_WRITTEN TASK_
Copy out every line of the items, starting with the line that contains "the green tree" and going on through the line that contains "[(408, 331)]". Shift each coordinate in the answers up by 61.
**** RECORDS FOR THE EXERCISE
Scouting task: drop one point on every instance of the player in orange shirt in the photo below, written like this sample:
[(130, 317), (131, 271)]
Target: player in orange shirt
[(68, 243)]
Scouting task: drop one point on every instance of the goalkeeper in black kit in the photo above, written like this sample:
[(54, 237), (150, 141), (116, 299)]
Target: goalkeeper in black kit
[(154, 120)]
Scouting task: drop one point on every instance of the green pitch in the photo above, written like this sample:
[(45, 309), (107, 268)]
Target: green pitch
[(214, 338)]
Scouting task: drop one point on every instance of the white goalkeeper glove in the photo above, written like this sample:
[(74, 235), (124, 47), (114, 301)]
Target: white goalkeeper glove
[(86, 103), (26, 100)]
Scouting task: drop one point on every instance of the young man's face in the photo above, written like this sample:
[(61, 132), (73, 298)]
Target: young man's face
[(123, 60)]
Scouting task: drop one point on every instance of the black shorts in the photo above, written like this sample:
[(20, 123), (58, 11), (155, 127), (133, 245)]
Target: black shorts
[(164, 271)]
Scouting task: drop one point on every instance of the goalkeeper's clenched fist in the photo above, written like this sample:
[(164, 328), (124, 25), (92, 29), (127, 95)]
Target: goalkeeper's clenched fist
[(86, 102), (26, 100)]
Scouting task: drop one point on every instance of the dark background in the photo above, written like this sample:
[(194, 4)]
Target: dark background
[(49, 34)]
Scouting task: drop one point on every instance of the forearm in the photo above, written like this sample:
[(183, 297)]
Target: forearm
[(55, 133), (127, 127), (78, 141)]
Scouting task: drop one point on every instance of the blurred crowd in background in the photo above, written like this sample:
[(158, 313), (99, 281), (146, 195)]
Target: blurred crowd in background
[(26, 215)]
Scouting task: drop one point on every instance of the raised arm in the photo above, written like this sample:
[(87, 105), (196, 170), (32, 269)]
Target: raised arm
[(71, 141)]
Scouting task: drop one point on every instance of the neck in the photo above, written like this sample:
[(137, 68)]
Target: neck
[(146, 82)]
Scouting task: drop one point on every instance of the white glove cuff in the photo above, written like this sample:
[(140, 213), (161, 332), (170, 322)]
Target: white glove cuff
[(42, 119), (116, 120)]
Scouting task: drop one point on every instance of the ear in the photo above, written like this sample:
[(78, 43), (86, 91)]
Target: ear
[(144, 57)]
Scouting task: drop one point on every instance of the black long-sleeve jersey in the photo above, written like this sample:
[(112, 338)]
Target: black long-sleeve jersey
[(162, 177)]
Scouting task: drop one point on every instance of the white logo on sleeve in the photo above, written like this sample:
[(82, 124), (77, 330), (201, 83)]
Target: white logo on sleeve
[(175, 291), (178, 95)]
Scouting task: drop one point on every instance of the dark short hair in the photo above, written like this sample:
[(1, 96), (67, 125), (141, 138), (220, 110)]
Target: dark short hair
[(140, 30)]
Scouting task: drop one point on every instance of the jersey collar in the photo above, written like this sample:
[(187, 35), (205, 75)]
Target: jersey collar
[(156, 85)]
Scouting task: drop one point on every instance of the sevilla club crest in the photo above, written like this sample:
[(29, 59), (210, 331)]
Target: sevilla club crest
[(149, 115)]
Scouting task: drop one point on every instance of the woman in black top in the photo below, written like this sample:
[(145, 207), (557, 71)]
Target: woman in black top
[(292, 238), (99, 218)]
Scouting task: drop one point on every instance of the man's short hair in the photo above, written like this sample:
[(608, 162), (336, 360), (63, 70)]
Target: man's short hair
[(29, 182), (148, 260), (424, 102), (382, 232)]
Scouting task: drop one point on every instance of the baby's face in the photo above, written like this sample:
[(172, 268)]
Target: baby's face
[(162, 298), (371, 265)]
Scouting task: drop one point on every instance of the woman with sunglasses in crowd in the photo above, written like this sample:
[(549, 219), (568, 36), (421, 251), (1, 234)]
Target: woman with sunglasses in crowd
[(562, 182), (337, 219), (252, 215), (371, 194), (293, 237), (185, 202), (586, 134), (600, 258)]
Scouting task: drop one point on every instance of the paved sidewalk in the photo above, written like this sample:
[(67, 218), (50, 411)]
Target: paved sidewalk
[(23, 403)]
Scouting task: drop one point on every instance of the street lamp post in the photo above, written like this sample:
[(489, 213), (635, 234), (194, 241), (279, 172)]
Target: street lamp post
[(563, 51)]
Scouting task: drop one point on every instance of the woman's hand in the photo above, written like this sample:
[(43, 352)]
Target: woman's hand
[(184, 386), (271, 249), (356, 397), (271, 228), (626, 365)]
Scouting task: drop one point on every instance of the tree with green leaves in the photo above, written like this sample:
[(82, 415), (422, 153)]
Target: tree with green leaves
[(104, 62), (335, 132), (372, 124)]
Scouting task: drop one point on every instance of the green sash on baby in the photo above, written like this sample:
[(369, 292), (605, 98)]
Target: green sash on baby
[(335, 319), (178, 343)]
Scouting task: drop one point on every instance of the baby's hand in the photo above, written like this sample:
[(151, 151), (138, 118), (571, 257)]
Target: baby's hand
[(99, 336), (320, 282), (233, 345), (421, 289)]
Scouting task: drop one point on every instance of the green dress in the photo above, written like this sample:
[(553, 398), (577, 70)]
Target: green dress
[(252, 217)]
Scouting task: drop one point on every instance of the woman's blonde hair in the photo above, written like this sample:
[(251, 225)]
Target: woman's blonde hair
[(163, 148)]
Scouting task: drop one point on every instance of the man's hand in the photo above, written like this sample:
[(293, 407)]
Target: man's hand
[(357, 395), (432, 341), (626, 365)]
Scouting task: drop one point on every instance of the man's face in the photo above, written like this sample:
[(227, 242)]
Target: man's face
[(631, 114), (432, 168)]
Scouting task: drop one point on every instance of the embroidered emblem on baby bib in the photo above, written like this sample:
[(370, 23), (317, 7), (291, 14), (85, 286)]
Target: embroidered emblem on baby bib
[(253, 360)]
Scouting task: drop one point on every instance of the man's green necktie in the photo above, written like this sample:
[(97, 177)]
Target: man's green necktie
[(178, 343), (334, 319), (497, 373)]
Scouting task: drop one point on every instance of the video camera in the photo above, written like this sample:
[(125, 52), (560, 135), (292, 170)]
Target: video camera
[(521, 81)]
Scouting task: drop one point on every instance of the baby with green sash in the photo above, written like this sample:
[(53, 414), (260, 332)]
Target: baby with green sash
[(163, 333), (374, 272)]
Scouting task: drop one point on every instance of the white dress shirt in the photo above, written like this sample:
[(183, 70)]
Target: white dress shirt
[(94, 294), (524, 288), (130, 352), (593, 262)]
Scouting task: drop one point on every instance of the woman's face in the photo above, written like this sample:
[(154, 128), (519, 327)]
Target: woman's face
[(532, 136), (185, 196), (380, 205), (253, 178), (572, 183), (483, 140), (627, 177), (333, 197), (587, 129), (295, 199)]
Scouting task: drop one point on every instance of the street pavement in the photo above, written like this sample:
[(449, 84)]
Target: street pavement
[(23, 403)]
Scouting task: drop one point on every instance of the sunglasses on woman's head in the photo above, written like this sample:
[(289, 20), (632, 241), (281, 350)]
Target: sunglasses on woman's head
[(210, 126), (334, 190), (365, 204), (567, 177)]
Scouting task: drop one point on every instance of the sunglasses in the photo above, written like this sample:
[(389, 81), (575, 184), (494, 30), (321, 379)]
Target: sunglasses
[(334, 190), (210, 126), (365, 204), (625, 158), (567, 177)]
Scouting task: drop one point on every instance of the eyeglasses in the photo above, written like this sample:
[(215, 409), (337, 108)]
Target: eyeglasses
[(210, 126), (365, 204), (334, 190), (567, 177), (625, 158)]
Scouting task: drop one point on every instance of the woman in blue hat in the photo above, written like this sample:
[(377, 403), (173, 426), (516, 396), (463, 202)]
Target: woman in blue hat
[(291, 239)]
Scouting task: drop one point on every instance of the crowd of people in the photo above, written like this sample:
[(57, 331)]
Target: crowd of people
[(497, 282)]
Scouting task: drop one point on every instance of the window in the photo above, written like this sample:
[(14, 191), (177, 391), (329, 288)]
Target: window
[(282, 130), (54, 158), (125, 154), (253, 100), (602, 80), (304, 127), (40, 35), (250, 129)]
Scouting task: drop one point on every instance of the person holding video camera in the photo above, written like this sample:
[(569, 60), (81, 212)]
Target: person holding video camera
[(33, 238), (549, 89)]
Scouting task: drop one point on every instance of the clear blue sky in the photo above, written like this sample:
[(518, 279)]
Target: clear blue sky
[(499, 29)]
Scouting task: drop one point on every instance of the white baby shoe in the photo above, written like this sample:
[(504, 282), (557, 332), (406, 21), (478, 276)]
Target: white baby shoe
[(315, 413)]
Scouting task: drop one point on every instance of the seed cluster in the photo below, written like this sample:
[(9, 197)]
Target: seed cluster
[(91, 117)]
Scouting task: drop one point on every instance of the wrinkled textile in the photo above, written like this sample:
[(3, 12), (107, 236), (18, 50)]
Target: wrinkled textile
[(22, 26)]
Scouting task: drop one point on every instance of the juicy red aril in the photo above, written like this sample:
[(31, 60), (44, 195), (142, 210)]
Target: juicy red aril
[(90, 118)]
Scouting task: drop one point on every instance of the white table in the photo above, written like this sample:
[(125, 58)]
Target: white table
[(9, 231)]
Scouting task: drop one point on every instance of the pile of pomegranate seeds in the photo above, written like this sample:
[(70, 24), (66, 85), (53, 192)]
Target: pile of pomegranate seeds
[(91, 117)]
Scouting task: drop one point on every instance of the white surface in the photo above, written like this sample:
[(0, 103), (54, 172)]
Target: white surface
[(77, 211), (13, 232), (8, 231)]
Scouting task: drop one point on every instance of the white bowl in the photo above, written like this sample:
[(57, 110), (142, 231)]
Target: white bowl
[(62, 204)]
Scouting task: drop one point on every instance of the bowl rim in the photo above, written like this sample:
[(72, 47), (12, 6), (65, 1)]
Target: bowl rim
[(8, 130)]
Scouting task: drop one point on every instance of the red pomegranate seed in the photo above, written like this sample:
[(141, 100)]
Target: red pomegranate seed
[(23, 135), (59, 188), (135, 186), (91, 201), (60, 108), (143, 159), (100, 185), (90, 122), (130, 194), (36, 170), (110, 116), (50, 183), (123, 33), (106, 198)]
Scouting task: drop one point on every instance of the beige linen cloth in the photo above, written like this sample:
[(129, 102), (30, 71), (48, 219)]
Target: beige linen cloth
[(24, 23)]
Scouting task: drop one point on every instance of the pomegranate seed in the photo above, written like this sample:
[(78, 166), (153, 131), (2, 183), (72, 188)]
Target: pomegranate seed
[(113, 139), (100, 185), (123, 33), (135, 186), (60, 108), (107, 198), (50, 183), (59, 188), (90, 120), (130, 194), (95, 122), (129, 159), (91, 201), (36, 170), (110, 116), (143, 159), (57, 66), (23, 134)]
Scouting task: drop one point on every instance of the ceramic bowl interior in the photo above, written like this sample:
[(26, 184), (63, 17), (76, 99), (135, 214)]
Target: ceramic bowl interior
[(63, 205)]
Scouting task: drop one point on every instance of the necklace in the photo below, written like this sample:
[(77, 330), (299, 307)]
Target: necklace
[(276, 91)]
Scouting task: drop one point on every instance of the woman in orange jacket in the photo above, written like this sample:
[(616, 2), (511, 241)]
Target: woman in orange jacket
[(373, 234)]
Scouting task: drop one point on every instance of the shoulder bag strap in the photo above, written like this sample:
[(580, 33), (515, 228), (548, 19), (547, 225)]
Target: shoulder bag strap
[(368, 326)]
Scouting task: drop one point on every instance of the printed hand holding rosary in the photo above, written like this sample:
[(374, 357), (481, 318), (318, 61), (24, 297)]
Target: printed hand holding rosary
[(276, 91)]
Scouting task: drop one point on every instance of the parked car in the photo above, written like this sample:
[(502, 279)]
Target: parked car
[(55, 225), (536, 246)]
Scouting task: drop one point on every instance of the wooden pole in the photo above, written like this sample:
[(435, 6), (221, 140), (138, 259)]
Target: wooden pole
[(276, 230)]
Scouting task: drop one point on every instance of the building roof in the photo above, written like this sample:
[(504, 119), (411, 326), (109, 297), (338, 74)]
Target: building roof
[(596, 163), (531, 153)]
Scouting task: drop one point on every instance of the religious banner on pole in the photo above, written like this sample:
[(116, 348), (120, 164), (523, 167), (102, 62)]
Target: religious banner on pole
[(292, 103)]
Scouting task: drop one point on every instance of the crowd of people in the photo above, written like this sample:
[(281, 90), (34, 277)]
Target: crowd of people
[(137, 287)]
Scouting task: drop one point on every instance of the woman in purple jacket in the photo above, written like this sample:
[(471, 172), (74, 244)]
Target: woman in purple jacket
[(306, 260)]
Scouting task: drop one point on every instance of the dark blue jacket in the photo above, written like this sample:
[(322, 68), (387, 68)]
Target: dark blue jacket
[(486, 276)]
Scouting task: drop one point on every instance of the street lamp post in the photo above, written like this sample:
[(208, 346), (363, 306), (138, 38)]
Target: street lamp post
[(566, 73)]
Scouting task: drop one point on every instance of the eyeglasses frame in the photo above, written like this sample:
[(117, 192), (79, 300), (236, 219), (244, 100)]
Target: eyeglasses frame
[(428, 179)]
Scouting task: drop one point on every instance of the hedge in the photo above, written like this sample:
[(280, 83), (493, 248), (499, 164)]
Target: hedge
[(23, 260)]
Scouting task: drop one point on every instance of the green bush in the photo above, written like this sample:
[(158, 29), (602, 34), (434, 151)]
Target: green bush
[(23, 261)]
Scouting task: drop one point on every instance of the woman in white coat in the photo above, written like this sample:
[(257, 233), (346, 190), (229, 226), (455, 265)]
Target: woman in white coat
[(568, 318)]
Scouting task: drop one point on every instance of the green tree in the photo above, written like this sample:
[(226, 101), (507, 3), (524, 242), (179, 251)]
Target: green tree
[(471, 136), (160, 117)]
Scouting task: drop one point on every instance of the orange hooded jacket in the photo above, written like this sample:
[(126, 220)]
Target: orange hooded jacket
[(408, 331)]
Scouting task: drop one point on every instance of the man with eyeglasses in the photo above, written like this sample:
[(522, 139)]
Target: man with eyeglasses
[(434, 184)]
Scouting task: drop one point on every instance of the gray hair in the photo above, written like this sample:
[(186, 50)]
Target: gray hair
********
_SOLUTION_
Scouting task: drop one point on every instance of the green tree in the photo above, written like this sample:
[(226, 101), (507, 3), (524, 242), (179, 251)]
Target: green tree
[(532, 197), (221, 178)]
Scouting task: drop one point on every instance of the orange hooded jacket in the photo above, written like this sample:
[(126, 220)]
Target: orange hooded jacket
[(469, 392)]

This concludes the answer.